Instructions for the task
Without omitting anything, return the records precisely as given.

Stored entries:
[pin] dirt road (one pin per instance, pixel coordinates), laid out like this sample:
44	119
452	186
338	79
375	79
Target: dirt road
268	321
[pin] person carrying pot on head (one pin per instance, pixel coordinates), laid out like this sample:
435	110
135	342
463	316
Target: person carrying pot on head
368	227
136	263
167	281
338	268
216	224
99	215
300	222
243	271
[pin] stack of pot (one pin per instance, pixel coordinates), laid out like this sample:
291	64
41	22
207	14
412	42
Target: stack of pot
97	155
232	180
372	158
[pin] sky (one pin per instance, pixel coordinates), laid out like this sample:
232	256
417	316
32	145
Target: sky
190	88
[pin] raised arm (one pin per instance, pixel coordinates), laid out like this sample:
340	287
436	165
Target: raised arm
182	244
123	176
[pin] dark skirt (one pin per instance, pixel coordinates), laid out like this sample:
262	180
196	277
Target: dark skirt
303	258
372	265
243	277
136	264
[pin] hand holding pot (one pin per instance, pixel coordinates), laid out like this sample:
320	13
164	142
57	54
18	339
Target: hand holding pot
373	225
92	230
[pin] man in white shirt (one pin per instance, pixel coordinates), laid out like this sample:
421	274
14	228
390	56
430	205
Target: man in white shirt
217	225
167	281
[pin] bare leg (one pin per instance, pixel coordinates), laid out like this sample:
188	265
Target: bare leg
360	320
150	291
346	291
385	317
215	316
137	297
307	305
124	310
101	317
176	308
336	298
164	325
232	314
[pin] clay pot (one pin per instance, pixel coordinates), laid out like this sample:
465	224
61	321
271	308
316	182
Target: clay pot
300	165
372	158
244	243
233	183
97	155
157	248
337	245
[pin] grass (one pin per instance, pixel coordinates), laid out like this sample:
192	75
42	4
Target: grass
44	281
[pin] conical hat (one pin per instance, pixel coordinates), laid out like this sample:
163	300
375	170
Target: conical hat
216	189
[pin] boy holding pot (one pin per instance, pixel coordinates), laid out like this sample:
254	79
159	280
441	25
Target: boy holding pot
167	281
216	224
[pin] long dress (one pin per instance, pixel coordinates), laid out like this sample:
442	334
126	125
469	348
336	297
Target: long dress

Task response
[pin] dirt road (one pin per instance, pixel coordinates), laid out like this sample:
44	119
452	186
338	79
375	79
Target: dirt road
268	321
[pin] person carrying pot on head (one pin per instance, pixel coordinates), laid out like this sample:
435	110
135	342
463	316
Target: person carrying pot on head
368	227
136	263
167	281
338	268
216	224
99	215
300	222
243	271
[pin] stack of pot (one pin per instance, pixel coordinates), laid out like this sample:
291	64
41	22
207	14
412	42
Target: stack of pot
97	155
232	180
372	158
[pin] sky (one pin per instance, pixel coordinates), laid out like this sample:
232	256
417	316
32	145
Target: sky
190	88
[pin] raised arm (one pin per instance, pixel coordinates), laid out like this sample:
340	287
436	165
Target: raised arm
182	244
123	176
[pin] dark skirt (one pin per instance, pixel coordinates), laid out like this sample:
262	180
196	277
Target: dark skirt
303	258
372	265
243	277
136	264
[pin] hand holding pot (one pin per instance, pixel coordinates), laid out like this sample:
320	13
164	142
57	54
18	339
Target: hand holding pot
373	225
92	230
[pin] man in white shirt (one pin per instance, pixel coordinates), laid out like this sample:
421	274
14	228
390	56
430	205
Target: man in white shirt
217	225
167	281
[pin] bare leg (one pin per instance, pixel coordinates), laid out like this sample:
188	265
Target: bare leg
360	320
150	291
346	291
385	317
215	316
137	297
307	305
124	310
101	317
176	308
336	298
164	325
232	314
[pin] clay pot (one pin per instance, pixel coordinates), laid out like this sample:
465	224
61	321
271	308
316	182
Target: clay pot
300	165
372	158
244	243
233	183
97	155
157	248
337	245
[pin] grass (one pin per instance, pixel coordinates), laid out like this sample:
192	75
42	4
Target: grass
44	281
[pin] conical hat (one pin per instance, pixel coordinates), laid out like this sample:
163	300
375	170
Target: conical hat
216	189
[pin] boy holding pot (one pin per instance, pixel coordinates), laid out like this sample:
254	79
159	280
441	25
Target: boy holding pot
167	281
216	224
[pin] long dress (one pin per instance, pixel coordinates), laid out like this sample:
442	334
126	125
469	348
336	297
Target: long dress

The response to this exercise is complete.